TASK DIRECTIONS → From the line that contains "suit walking in" to the final line of the entries, return every line exactly and leave out all others.

Items listed in a dataset →
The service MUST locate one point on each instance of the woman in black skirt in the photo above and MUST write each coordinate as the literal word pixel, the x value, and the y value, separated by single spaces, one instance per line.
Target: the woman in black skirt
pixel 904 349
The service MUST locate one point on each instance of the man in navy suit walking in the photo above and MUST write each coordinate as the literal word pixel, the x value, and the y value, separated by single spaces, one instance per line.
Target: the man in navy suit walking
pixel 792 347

SOLUTION TO THIS TASK →
The service MUST locate one point on each instance of the man in navy suit walking in the photo above and MUST write each coordinate as the literal word pixel, the x value, and the y value, separated by single spaces, one instance per line.
Target: the man in navy suit walking
pixel 792 347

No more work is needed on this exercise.